SET OF TASKS »
**a)** In the excerpt on pain and depressive symptoms, transcribe everything from "Of further note, there" down to "pain and depression.".
**b)** According to the excerpt on pain and depressive symptoms, which acute-phase reactant measure replaced SJC and still gave similar results?

SELECTED EXCERPT »
There was evidence of a bidirectional association between depressive symptoms and pain over the followup period, although the effects were small in magnitude (absolute effect sizes <0.3) relative to those found for the association of change with previous scores (Table 2 and Figure 1). Both previous and change scores between clinic visits in MCS scores were associated with change in pain between visits, even after adjusting for SJC and other covariates (blue lines in Figure 1). Specifically, higher MCS scores (or fewer depressive symptoms) at the previous visit were associated with improvement in pain between visits (or lesser worsening of pain symptoms; β = −0.25 [SE 0.03]), and a positive change in the MCS score (diminishing depressive symptoms) was associated with an improvement in pain between visits (β = −0.19 [SE 0.02]). Conversely, both previous and change between clinic visits in pain scores were associated with change in depressive symptoms between visits, after adjusting for SJC and other covariates (red lines in Figure 1). Higher HAQ pain scores (more pain) at the previous visit were associated with decreasing MCS scores or increasing depressive symptoms (β = −0.17 [SE 0.04]) between visits, and a larger positive change in HAQ pain (increasing pain symptoms) between visits was associated with a worsening in depressive symptoms between visits (β = −0.21 [SE 0.03]).
Previous SJC and change in SJC had moderate effects (absolute β effect sizes between 0.3 and 0.75) on change in pain between visits (green lines in Figure 1). Both a higher SJC at the previous visit and a positive change in SJC (increasing disease activity; β = 0.39 [SE 0.04] and β = 0.34 [SE 0.03], respectively) were associated with worsening of pain symptoms between visits. There were no significant relationships between SJC (both previous and change measures) and change in MCS scores after adjusting for HAQ pain measures.
Of further note, there were weak effects between pain and change in SJC, with higher HAQ pain (more pain) at the previous visit and a positive change in HAQ pain score (increasing pain symptoms) between visits being associated with increasing inflammatory joint activity (or lesser improvement of joint activity) between visits (β = 0.25 [SE 0.02] and β = 0.28 [SE 0.03], respectively) (Table 2 and red lines in Figure 1). There was no evidence that illness duration was associated with change in pain or in depressive symptoms between visits or modified the relationship between pain and depression.
Similar results were obtained when the SF-36 bodily pain measure was entered into the multivariate model, replacing HAQ pain, as was the case when the acute-phase reactant measure erythrocyte sedimentation rate replaced SJC. Moreover, there was no evidence of effects for medications ever used up to the previous visit (both DMARDs and biologics) on any of the change outcomes in the final models. Furthermore, although some interaction effects of lagged variables with sex, arthritis duration, age at PsA diagnosis, and history measures were found, these had no clinically significant impact on change outcomes beyond their main effects. For example, the interaction effect estimate of sex with previous MCS was −0.11 (SE 0.09), whereas the main effect estimate of the previous MCS was −1.16 (SE 0.11), an order 10 times higher.

DATA EXTRACT »
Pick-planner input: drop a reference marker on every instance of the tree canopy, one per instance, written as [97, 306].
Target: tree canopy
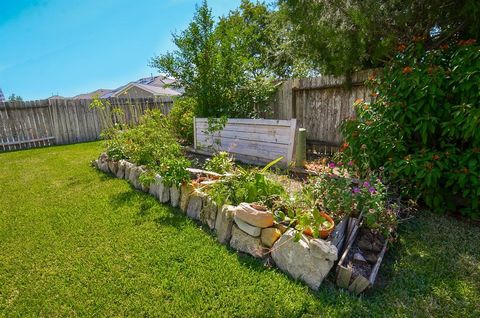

RESULTS BY TASK »
**a)**
Of further note, there were weak effects between pain and change in SJC, with higher HAQ pain (more pain) at the previous visit and a positive change in HAQ pain score (increasing pain symptoms) between visits being associated with increasing inflammatory joint activity (or lesser improvement of joint activity) between visits (β = 0.25 [SE 0.02] and β = 0.28 [SE 0.03], respectively) (Table 2 and red lines in Figure 1). There was no evidence that illness duration was associated with change in pain or in depressive symptoms between visits or modified the relationship between pain and depression.

**b)** Erythrocyte sedimentation rate.